É também com o aproximar da idade adulta que nos apercebemos de que a concretização dos nossos objetivos não depende exclusivamente do nosso desempenho. Por vezes, parece que o mundo funciona de tal forma que a concretização de sonhos individuais não é uma prioridade – ou nem sequer é uma possibilidade. Perante as necessidades de se ter uma casa, um emprego e uma vida minimamente decente, as nossas prioridades vão-se ajustando. Muitas das vezes, com todos os ajustes, os sonhos vão progressivamente deixando de ser projetos para se tornarem memórias – ou fantasmas.
A atual sociedade funciona a um ritmo muito acelerado, principalmente devido ao paradigma da produção. Vivemos cheios de pressa, em rotinas caóticas entre oito horas de trabalho, algumas horas para dormir e tratar de afazeres domésticos e, se for possível, alguns minutos para apreciar facto de estarmos vivos e bem. Cada vez trabalhamos mais e com mais afinco. Mesmo quando não estamos em horário de trabalho, estamos a pensar no trabalho ou a planear o trabalho do dia, da semana ou do mês seguinte. A importância e o valor do trabalho não devem ser reduzidas, no entanto importa considerar que a nossa cultura atual transformou o trabalho numa obsessão. Em “A Sociedade do Cansaço”, Byung-Chul Han retrata esta relação tóxica entre os trabalhadores e o trabalho. Byug-Chul Han refere ainda que tendemos a exigir cada vez mais de nós em função de um tipo de produção que parece não ter limites, o que resulta numa sensação de “não se ser bom o suficiente”, em frustração e, não raras vezes, no desenvolvimento de patologias psiquiátricas.
+--
Instrução de trabalho 1 ▸ Transcreva fielmente um trecho do texto sobre o trabalho e os sonhos na idade adulta: comece nas palavras "É também com" e termine depois de "memórias – ou fantasmas.".
Instrução de trabalho 2 ▸ Dê continuidade ao texto sobre o trabalho e os sonhos na idade adulta, escrevendo o que viria a seguir à última frase apresentada.
+--
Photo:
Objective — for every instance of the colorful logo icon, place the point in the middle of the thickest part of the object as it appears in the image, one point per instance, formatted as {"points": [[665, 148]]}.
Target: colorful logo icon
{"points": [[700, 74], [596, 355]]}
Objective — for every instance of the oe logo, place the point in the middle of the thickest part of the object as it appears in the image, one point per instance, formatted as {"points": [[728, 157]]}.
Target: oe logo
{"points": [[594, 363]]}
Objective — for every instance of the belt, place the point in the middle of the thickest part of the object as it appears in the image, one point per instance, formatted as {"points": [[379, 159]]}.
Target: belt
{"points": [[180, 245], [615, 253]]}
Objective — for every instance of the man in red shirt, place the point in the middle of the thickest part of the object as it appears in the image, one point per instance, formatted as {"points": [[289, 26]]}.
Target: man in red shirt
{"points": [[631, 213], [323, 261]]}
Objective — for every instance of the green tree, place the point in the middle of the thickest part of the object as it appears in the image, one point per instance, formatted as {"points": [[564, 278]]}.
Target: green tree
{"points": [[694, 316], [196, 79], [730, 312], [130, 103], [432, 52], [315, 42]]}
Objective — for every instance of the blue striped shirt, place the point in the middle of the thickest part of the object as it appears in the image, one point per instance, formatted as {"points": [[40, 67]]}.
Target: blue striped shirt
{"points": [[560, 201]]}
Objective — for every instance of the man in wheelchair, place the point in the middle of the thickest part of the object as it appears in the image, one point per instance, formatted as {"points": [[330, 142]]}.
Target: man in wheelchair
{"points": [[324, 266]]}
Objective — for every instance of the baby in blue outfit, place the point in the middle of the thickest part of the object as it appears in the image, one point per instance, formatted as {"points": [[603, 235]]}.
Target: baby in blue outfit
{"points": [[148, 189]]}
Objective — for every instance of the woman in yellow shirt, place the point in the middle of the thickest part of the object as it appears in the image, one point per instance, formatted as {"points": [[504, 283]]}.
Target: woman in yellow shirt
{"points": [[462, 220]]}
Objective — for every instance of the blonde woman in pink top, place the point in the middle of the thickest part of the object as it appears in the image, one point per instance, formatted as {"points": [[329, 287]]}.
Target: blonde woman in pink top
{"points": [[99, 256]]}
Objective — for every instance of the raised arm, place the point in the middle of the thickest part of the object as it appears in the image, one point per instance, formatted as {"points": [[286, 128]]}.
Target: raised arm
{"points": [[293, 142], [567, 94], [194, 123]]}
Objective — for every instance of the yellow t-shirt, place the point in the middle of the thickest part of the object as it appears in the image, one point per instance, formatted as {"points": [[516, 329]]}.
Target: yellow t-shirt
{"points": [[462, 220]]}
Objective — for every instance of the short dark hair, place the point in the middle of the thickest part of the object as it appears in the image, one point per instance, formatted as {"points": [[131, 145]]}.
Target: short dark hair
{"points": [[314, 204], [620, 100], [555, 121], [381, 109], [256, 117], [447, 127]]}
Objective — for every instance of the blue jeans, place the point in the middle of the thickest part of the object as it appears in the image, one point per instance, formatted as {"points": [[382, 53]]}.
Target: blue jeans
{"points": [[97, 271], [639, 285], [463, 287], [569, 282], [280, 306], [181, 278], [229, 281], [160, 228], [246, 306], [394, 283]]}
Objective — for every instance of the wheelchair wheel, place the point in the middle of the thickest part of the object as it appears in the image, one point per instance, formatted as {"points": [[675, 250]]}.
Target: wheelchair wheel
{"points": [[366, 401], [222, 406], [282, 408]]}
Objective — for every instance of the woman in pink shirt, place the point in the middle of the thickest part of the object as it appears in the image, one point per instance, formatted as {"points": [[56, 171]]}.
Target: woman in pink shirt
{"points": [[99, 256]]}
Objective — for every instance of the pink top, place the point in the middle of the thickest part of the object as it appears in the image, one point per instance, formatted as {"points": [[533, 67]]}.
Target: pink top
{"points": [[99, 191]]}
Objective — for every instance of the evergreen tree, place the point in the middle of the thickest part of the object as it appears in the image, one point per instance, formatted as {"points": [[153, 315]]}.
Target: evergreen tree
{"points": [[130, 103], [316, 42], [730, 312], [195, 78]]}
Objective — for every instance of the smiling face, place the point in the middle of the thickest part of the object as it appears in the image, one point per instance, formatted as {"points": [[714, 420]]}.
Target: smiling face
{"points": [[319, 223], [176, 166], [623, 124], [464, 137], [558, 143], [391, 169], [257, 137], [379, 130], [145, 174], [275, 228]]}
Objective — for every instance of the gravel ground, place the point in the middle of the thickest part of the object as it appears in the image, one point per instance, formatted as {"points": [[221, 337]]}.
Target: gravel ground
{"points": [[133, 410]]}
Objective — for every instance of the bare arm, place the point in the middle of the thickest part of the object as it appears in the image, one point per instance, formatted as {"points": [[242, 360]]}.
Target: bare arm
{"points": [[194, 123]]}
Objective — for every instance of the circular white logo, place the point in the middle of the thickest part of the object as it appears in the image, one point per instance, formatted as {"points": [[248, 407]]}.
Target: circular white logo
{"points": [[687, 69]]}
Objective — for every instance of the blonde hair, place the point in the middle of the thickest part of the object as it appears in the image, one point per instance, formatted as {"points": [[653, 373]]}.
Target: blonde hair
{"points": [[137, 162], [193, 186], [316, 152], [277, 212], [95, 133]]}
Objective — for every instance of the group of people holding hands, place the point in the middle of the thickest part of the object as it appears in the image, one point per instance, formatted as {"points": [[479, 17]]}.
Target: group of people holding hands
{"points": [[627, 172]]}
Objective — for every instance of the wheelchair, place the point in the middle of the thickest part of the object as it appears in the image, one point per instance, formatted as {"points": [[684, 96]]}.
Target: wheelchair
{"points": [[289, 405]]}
+--
Espaço de resposta 1 ▸
É também com o aproximar da idade adulta que nos apercebemos de que a concretização dos nossos objetivos não depende exclusivamente do nosso desempenho. Por vezes, parece que o mundo funciona de tal forma que a concretização de sonhos individuais não é uma prioridade – ou nem sequer é uma possibilidade. Perante as necessidades de se ter uma casa, um emprego e uma vida minimamente decente, as nossas prioridades vão-se ajustando. Muitas das vezes, com todos os ajustes, os sonhos vão progressivamente deixando de ser projetos para se tornarem memórias – ou fantasmas.

Espaço de resposta 2 ▸
É nesta sociedade obcecada pelos resultados, pela produção, pelo crescimento dos lucros que, com o passar do tempo, a nossa criatividade vai-se desvanecendo. A criatividade, esse característica tão bem desenvolvida e tão expressiva durante a infância, vai sendo substituída pelo cansaço e pela letargia.
O tempo verdadeiramente livre que nos resta, em que poderíamos ler uma obra ou ir a um concerto, é cada vez menos. A relação entre a criatividade e a arte não nos é estranha, parece até ser algo que facilmente conseguimos intuir. Não é à toa que as crianças (altamente criativas) são propensas à expressão artística. De igual forma, poderemos facilmente deduzir que também há uma estreita relação entre a criatividade e o sonho. Afinal de contas, o sonho é uma expressão da nossa capacidade de criar. Neste sentido, a contemplação da arte, e nas suas mais variadas expressões, é como que um combustível para os nossos processos criativos e, em última estância, a matéria de que são feitos os sonhos. Como escreveu Oscar Wilde, “a vida imita a arte mais do que a arte imita a vida”. Numa cultura fortemente enraizada no crescimento material e na subjugação das pessoas à produção desenfreada, o tempo para a contemplação da arte (e mesmo da vida) tende a desaparecer e, com ele, a nossa criatividade e os nossos sonhos.
Embora os tempos atuais pareçam ser adversos para quem sonha, sonhar não deve ser de todo desencorajado. Afinal, o sonho continua a ter a importante função de atribuir sentido à nossa vida e de nos motivar diante os obstáculos e as provações. Mais do que nunca é importante sonhar. Perseverar enquanto sonhadores num mundo que quer capitalizar a nossa existência é um verdadeiro ato de rebeldia e de transformação. Com disciplina, com coragem e sabedoria é possível viver pacificamente nesta cultura capitalista sem que sucumbamos à sua toxicidade e, assim, poderemos seguir caminho rumo aos nossos sonhos, inspirando as pessoas à nossa volta e contribuindo para a mudança a uma escala maior.